» **Exercise task 1**
Translate this sentence from the downsampling post into Spanish: "I am using Python (SciPy) but it looks like MATLAB behaves similarly, neither are really relevant for these questions."
» **Exercise task 2**
Carry on writing the downsampling post, picking up right after its final sentence.

» **Source**
Long time reader, first time poster. I have a few very simple questions that are troubling me and I am hoping that one of you guys can help me out.
Setup & Aim: I have a time series that I want to downsample, and I simply want to run a lowpass filter on it before doing so to avoid aliasing. I am using Python (SciPy) but it looks like MATLAB behaves similarly, neither are really relevant for these questions.
My original time series is sampled at $0.5\textrm{ ms}$ ($2000\textrm{ Hz}, f_{\rm Nyquist}=1000\textrm{ Hz}$) and I want to resample to $2\textrm{ ms}$ ($250\textrm{ Hz}, f_{\rm Nyquist}=250\textrm{ Hz}$), so I must apply an anti-alias filter that cuts off any frequencies $> 250\textrm{ Hz}$, and then downsample. So far, so good.
In Python, it looks like a Butterworth Filter is the way to go, which requires a normalised frequency $\omega_n$. My understanding is that in my case $\omega_n = 250\textrm{ Hz}/1000\textrm{ Hz} = 0.25$.
Now, what I don't understand and I cannot find any information on, is as follows:
What if my original time series ($f_s=2000\textrm{ Hz}$) had been upsampled from $1\textrm{ ms}$ ($f_s=1000\textrm{ Hz}, f_{\rm Nyquist}=500\textrm{ Hz}$)? There is no extra information between $500\textrm{ Hz}$ and $1000\textrm{ Hz}$ but I don't necessarily know that and I apply a Butterworth Filter with $omega_n = 0.25$ (instead of $\omega_n = 0.5$ for $1\textrm{ ms}$ sampling). Is it an issue? Am I misunderstanding how a Butterworth filter works?

» **Records shown**
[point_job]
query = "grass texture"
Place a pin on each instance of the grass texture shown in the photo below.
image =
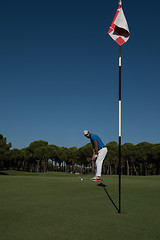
(64, 207)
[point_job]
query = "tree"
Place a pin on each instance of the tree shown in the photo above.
(4, 152)
(38, 153)
(129, 158)
(143, 154)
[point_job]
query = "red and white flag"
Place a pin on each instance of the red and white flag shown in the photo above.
(119, 30)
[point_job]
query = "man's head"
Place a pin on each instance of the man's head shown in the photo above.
(87, 134)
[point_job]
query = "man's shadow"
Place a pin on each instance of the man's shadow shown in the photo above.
(104, 187)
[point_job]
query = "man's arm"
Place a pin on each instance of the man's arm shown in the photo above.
(95, 150)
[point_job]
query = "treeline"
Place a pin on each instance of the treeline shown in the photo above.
(141, 159)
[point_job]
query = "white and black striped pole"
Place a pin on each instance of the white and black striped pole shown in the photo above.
(119, 31)
(119, 168)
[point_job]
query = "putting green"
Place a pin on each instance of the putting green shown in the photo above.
(61, 206)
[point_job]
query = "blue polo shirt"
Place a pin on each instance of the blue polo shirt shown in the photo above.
(99, 141)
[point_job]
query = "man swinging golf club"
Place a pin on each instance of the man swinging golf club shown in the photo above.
(99, 153)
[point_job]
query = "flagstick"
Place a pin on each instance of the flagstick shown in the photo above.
(119, 211)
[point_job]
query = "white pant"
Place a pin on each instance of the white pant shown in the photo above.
(101, 156)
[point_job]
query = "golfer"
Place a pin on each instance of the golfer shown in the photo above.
(99, 153)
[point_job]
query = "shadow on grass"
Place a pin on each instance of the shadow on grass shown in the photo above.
(104, 187)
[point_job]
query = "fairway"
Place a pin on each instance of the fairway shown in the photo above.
(61, 206)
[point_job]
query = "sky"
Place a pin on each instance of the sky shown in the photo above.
(59, 72)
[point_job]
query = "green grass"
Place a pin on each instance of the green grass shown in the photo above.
(61, 206)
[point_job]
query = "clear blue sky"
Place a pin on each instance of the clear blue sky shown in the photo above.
(59, 72)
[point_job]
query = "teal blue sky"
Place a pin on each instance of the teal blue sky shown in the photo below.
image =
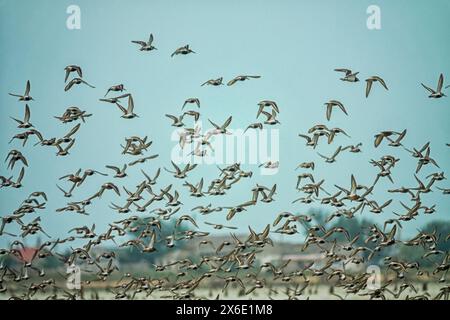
(293, 45)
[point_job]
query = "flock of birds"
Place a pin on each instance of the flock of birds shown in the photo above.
(236, 261)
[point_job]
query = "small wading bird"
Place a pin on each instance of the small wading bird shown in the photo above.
(438, 92)
(145, 46)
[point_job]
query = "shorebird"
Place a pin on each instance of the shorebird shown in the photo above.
(177, 121)
(257, 125)
(26, 96)
(115, 99)
(181, 174)
(383, 134)
(349, 75)
(145, 46)
(120, 173)
(241, 78)
(271, 117)
(142, 160)
(64, 151)
(267, 103)
(76, 81)
(15, 156)
(72, 68)
(213, 82)
(219, 226)
(438, 92)
(221, 129)
(191, 101)
(332, 103)
(128, 113)
(333, 157)
(182, 50)
(371, 80)
(116, 88)
(25, 124)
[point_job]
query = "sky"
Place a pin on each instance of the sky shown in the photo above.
(293, 45)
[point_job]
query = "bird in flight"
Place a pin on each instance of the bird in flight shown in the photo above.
(146, 46)
(438, 92)
(26, 96)
(371, 80)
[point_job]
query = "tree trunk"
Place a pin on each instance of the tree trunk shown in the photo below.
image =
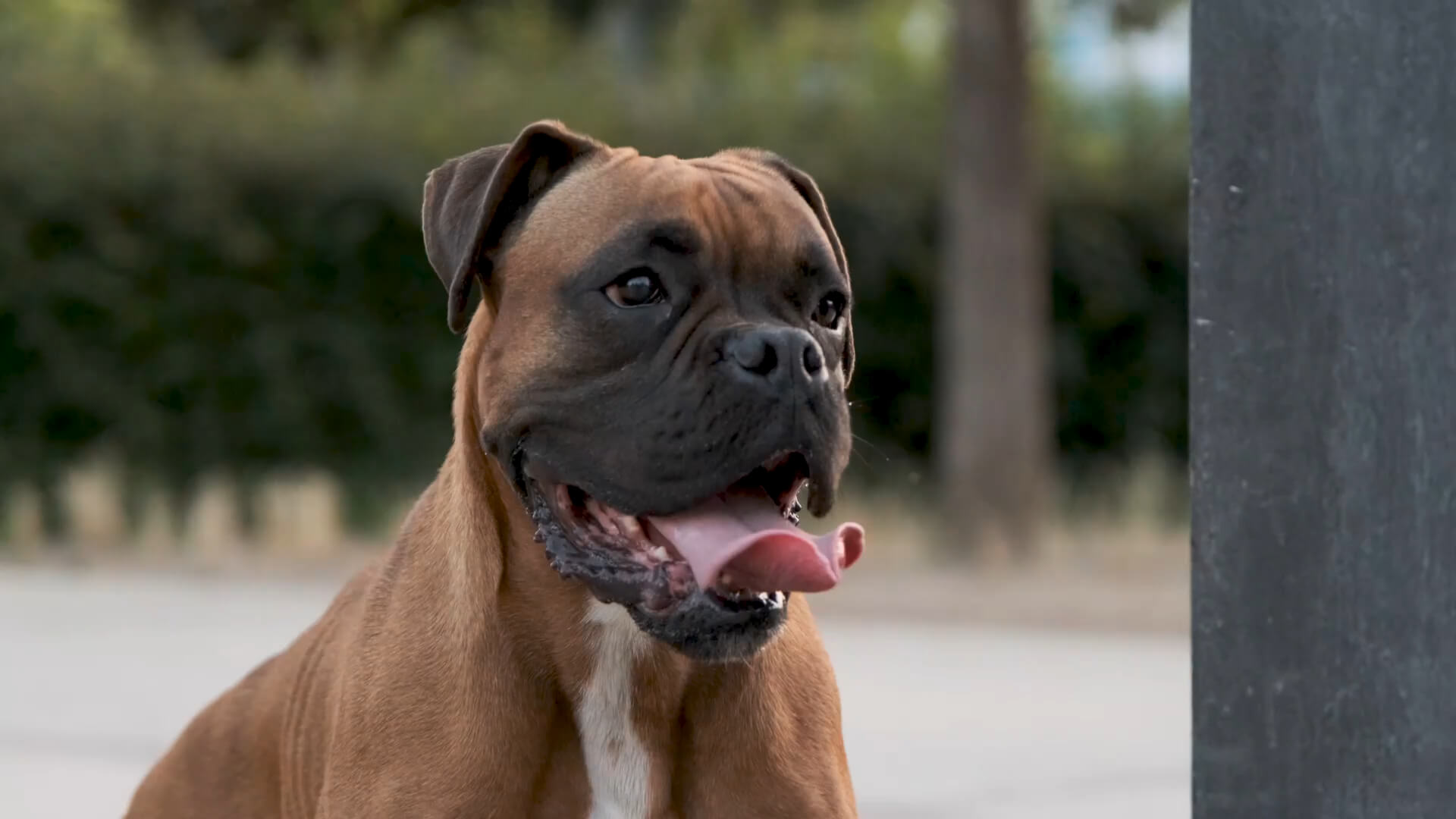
(993, 428)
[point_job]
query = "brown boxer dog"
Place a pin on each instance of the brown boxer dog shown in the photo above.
(590, 611)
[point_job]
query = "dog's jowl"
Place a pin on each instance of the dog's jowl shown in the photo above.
(598, 610)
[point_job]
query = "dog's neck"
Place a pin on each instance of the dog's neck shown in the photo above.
(625, 689)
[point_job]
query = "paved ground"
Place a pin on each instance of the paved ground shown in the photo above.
(98, 670)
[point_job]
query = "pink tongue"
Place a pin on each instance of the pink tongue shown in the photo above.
(747, 537)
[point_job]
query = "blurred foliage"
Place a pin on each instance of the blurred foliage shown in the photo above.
(218, 261)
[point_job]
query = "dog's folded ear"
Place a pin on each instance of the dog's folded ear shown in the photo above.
(471, 200)
(807, 188)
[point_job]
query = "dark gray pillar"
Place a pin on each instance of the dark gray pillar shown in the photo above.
(1324, 409)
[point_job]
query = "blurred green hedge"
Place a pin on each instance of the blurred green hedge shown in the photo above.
(210, 264)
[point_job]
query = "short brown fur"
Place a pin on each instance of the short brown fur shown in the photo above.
(441, 679)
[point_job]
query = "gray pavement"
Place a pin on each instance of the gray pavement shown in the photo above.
(99, 670)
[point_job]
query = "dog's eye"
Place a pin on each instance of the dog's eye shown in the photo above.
(635, 289)
(830, 309)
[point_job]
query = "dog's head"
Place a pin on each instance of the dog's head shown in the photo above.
(663, 368)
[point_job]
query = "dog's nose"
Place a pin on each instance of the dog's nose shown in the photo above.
(778, 354)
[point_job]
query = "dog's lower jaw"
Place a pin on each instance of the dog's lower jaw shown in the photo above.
(699, 626)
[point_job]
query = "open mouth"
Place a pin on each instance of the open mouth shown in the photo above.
(740, 548)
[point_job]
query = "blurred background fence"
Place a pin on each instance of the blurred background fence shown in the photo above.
(218, 319)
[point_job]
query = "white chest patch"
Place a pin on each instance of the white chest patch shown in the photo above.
(618, 765)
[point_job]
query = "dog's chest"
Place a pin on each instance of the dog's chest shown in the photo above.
(618, 764)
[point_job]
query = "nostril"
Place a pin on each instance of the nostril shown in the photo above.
(756, 354)
(813, 362)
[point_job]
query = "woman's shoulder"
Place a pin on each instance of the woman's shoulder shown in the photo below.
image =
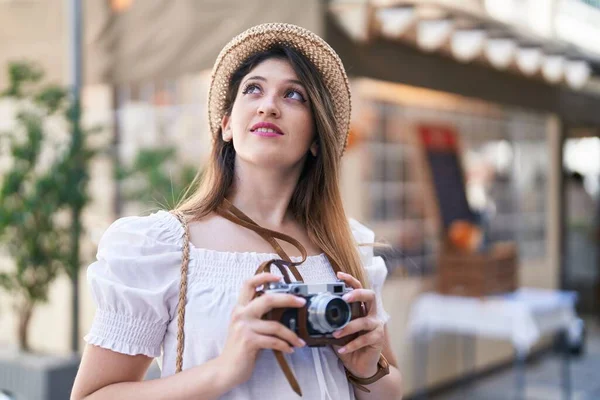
(158, 228)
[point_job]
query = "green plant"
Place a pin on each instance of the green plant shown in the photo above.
(42, 191)
(153, 180)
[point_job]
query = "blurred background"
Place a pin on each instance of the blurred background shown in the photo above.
(474, 153)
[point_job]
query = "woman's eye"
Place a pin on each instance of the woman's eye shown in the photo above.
(296, 95)
(251, 88)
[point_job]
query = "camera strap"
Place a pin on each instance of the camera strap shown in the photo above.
(228, 211)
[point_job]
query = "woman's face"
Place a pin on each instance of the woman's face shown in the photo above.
(271, 122)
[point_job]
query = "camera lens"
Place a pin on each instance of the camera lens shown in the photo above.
(327, 313)
(337, 313)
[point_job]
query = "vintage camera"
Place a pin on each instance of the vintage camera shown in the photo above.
(324, 312)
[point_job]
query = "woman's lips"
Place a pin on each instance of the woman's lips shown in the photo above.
(266, 129)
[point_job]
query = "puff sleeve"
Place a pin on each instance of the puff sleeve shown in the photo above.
(133, 281)
(374, 266)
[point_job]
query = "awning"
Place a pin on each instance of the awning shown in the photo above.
(150, 40)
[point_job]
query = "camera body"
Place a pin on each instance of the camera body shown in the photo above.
(324, 312)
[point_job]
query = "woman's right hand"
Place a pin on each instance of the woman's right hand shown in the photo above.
(248, 334)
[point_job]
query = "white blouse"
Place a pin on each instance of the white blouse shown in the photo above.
(135, 284)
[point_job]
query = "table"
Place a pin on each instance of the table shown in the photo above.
(521, 317)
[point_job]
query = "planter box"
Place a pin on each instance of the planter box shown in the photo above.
(478, 274)
(25, 376)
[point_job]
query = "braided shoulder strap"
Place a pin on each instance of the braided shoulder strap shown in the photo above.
(183, 289)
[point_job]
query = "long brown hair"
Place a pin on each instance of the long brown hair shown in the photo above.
(316, 202)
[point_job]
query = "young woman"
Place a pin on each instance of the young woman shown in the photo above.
(279, 111)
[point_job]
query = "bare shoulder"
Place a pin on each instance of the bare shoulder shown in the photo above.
(217, 233)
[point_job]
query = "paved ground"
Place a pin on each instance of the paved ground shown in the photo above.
(543, 378)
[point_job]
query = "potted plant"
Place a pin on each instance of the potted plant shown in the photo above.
(43, 178)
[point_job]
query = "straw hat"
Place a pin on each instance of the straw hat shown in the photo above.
(265, 36)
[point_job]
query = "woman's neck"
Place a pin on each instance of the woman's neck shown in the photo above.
(264, 194)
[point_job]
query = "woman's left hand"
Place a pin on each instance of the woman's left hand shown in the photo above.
(361, 355)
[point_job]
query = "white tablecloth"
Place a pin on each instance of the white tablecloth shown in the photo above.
(522, 317)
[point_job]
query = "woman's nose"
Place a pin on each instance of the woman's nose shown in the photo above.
(268, 106)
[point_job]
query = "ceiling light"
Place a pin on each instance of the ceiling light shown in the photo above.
(466, 44)
(529, 59)
(553, 66)
(577, 73)
(395, 21)
(431, 34)
(500, 51)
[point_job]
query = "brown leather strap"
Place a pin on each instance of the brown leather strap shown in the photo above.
(235, 215)
(383, 368)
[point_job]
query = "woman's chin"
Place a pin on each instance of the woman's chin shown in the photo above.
(270, 158)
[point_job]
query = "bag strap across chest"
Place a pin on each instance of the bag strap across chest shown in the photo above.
(230, 212)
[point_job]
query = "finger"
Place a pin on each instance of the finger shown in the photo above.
(368, 339)
(366, 296)
(277, 329)
(270, 342)
(248, 289)
(357, 325)
(349, 280)
(265, 303)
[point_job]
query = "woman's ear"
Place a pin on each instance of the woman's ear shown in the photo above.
(226, 129)
(314, 148)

» **Final answer 1**
Estoy usando Python (SciPy), pero parece que MATLAB se comporta de forma similar; ninguno de los dos es realmente relevante para estas preguntas.

» **Final answer 2**
My second question is something like "Why is this the preferred implementation of a low pass filter?" I am sure there are good reasons but I have used software in the past to just high cut filter my data knowing my new $f_{\rm Nyquist}$, so in my case. So in my case I would use something like $0-0-200-250\textrm{ Hz}$. Again, what am I missing? I know that maximum frequency that I want to keep.
Finally, one of the roots of my problem is that I sometimes have irregularly sampled data. I can run an interpolation to a regular time array but when doing this I tend to oversample, to avoid losing signal (This is where my first question comes in). Am I wasting my time? Should I just resample to the smallest time interval in my data?



I'm not set on using a Butterworth filter. I had just assumed that this was the best approach based on search for examples of how other people have done low pass filtering in Python.
When you say "shape", what do you mean? The low frequency "background" trend? If so, then yes that is important.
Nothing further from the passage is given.